## [EXERCISE GOAL]
Give the count of lines in the entries below that contain the string "target", and only that count.

(Saved entries)
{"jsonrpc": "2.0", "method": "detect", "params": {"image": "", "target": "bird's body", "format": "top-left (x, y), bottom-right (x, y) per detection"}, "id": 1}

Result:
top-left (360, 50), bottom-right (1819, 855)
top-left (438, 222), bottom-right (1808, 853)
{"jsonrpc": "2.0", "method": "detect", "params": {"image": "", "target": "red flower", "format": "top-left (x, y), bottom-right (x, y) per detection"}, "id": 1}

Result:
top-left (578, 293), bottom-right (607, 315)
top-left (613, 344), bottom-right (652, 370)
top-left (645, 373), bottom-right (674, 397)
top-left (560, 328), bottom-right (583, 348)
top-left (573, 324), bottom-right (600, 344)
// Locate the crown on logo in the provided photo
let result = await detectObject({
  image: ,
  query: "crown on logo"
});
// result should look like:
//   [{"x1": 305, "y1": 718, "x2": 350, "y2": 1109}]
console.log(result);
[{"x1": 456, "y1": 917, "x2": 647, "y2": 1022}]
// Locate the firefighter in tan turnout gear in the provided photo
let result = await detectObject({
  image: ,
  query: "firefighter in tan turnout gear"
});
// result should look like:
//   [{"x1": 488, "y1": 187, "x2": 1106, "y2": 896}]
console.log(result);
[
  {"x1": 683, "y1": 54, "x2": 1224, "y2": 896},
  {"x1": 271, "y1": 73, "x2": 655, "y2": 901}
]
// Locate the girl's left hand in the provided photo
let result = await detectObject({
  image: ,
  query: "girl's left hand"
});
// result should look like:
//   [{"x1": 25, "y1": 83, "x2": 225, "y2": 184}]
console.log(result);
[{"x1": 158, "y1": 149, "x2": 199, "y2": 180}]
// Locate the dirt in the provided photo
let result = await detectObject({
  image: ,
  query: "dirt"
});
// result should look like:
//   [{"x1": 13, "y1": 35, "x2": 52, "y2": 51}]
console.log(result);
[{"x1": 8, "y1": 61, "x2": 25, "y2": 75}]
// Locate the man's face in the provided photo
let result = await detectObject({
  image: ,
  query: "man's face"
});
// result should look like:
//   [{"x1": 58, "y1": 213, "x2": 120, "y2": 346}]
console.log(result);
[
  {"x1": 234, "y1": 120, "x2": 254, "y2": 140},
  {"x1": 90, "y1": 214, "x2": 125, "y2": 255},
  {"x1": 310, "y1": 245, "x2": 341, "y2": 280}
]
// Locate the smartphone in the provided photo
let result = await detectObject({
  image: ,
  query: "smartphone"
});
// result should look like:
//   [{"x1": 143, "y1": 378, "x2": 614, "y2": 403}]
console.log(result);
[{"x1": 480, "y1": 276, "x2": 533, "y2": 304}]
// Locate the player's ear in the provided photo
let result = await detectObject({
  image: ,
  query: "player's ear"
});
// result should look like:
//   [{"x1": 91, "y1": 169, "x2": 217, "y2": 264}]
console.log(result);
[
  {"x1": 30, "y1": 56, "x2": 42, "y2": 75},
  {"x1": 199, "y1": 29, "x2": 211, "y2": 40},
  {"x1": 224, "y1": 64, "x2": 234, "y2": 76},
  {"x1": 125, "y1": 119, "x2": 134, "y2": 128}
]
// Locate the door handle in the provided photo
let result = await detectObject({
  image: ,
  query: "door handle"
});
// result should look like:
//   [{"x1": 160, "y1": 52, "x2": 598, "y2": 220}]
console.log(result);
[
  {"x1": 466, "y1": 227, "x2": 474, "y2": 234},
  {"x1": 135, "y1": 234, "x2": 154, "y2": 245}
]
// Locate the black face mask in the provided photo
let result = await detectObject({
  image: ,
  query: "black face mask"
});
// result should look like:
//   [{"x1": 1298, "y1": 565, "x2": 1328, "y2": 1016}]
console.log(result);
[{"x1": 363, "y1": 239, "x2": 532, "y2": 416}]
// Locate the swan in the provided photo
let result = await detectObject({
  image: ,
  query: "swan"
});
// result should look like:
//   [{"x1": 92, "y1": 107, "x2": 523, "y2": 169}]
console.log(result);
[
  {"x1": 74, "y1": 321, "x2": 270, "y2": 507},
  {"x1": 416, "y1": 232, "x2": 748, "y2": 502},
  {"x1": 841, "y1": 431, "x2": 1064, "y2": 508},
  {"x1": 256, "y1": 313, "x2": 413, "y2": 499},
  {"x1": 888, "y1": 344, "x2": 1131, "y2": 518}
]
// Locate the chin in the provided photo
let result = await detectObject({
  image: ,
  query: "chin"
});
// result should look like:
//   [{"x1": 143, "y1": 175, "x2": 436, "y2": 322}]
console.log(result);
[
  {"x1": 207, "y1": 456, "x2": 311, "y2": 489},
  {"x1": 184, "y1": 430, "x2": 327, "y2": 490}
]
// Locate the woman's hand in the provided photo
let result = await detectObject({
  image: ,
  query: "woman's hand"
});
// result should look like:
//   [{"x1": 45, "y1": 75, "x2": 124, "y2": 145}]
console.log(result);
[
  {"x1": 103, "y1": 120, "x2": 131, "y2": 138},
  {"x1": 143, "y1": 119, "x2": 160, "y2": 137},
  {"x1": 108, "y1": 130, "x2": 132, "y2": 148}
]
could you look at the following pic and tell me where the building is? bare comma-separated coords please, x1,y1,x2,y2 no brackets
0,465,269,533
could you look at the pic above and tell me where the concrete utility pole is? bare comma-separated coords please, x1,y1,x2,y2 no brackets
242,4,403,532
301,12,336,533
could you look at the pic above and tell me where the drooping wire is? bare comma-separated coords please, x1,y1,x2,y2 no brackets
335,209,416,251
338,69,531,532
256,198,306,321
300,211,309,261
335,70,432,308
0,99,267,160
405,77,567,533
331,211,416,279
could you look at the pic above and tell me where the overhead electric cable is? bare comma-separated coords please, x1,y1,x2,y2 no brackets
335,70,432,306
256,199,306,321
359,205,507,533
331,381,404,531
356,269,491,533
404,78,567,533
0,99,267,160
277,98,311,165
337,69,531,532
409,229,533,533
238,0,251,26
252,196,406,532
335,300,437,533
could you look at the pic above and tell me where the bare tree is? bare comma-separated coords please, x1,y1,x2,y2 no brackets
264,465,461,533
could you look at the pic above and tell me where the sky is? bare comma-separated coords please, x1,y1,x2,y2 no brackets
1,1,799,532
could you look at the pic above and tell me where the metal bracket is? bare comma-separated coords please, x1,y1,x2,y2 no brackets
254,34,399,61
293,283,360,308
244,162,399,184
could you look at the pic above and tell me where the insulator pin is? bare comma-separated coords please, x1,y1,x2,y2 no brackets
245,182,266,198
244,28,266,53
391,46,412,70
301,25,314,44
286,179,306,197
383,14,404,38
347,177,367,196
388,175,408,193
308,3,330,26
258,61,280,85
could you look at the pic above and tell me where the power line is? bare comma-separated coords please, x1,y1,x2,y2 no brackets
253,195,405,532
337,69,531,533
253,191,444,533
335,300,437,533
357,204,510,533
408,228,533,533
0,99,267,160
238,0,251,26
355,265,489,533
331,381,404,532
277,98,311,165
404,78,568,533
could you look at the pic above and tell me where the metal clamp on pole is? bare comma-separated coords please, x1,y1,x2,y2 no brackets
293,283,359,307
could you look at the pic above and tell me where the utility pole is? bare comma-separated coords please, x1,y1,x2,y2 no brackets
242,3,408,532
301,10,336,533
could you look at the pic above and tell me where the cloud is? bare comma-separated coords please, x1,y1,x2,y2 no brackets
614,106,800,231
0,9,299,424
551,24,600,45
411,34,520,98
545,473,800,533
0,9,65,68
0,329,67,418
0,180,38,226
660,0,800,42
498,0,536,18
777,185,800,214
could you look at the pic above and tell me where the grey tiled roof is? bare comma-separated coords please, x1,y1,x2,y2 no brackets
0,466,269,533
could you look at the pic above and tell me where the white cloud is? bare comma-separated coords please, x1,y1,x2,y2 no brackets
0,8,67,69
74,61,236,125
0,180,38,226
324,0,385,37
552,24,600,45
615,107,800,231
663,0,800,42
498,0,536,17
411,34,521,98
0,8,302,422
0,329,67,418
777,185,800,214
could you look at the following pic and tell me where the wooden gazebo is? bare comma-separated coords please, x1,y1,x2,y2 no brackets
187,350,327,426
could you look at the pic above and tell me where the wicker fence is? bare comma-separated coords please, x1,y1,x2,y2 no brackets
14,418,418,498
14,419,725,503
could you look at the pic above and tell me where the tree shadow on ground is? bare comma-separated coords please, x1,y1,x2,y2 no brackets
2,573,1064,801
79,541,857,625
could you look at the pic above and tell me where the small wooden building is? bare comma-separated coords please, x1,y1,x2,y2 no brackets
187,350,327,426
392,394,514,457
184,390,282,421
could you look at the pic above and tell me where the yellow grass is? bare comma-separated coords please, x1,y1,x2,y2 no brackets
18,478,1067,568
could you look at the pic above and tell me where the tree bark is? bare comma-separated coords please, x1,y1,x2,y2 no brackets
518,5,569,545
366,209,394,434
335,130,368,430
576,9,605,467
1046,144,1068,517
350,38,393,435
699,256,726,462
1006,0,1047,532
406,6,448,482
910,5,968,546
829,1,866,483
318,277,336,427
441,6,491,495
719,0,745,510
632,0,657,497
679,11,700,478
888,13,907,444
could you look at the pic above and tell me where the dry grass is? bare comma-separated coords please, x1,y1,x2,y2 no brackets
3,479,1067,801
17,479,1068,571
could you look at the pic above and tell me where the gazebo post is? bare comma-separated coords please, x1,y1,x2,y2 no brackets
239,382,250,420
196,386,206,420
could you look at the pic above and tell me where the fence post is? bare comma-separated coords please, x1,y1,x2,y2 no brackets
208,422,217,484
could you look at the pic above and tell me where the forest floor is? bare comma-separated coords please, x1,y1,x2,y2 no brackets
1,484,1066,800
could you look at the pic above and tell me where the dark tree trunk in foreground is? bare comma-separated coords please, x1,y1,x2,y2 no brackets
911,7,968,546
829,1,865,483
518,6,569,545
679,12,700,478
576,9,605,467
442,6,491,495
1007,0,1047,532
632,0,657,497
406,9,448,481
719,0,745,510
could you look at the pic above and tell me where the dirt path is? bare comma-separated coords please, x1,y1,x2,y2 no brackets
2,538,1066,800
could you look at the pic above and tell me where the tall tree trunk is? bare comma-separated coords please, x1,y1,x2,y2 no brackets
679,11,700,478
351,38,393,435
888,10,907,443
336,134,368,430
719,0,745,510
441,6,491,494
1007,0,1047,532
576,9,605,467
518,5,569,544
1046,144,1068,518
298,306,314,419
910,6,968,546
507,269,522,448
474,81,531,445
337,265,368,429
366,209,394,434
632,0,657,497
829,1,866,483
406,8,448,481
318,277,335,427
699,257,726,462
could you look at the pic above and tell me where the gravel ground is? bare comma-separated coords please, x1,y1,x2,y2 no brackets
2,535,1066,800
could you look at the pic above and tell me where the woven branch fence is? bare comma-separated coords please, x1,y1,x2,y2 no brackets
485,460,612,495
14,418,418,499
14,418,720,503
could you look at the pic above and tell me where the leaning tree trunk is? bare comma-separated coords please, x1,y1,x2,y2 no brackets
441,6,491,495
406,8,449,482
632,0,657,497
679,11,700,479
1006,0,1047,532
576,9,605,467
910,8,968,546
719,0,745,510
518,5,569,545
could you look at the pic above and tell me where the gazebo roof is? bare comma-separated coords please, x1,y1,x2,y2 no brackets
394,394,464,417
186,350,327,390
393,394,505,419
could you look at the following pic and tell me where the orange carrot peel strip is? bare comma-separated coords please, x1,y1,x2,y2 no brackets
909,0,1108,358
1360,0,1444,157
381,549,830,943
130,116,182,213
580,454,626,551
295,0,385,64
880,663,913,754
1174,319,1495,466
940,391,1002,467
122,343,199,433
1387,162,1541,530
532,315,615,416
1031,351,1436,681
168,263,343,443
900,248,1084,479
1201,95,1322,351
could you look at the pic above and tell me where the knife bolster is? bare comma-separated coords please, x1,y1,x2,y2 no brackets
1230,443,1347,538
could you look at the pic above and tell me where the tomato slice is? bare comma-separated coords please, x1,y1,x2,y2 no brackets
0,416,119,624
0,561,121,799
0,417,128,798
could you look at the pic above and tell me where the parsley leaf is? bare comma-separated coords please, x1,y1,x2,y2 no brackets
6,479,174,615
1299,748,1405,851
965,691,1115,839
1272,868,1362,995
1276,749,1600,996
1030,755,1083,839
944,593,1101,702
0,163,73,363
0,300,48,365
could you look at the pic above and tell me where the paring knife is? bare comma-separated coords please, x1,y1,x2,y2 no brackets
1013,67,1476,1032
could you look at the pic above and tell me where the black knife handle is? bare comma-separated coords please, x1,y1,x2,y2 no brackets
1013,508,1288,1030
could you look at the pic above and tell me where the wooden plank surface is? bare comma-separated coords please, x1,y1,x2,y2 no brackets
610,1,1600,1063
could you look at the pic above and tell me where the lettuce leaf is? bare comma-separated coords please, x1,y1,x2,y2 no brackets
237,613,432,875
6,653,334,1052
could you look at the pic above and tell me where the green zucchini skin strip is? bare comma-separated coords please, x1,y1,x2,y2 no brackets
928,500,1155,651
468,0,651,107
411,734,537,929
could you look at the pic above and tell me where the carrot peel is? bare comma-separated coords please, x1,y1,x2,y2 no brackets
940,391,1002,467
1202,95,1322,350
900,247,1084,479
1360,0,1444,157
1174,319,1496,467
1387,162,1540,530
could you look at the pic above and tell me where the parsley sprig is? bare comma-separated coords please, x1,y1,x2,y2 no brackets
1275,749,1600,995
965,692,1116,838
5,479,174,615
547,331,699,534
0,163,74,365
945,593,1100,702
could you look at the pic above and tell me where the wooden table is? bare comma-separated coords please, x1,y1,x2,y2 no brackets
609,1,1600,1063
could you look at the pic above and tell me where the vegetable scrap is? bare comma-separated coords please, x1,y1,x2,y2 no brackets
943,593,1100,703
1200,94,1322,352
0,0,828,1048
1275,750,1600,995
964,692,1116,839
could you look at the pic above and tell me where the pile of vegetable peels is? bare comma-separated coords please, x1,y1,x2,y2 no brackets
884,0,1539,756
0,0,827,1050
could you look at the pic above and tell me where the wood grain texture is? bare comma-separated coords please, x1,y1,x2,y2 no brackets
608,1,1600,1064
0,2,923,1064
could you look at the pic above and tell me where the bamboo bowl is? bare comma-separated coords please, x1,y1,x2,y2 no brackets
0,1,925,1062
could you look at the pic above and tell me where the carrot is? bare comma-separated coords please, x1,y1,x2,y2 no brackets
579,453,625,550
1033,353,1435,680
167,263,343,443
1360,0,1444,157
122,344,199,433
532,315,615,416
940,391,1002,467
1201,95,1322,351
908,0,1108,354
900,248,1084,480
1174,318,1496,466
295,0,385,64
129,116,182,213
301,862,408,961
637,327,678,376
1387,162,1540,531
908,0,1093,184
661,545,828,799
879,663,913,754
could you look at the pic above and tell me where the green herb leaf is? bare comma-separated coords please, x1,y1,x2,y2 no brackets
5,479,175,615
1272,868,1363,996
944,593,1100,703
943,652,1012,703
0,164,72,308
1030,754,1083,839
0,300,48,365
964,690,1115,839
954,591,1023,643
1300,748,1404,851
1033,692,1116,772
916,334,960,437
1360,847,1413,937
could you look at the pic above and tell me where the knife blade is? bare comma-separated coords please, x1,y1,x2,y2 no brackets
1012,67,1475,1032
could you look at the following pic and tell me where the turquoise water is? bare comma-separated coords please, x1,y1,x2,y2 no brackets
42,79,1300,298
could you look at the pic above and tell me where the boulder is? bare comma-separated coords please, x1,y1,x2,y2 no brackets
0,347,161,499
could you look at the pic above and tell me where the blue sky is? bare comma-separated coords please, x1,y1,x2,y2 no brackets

## [OUTPUT BELOW]
2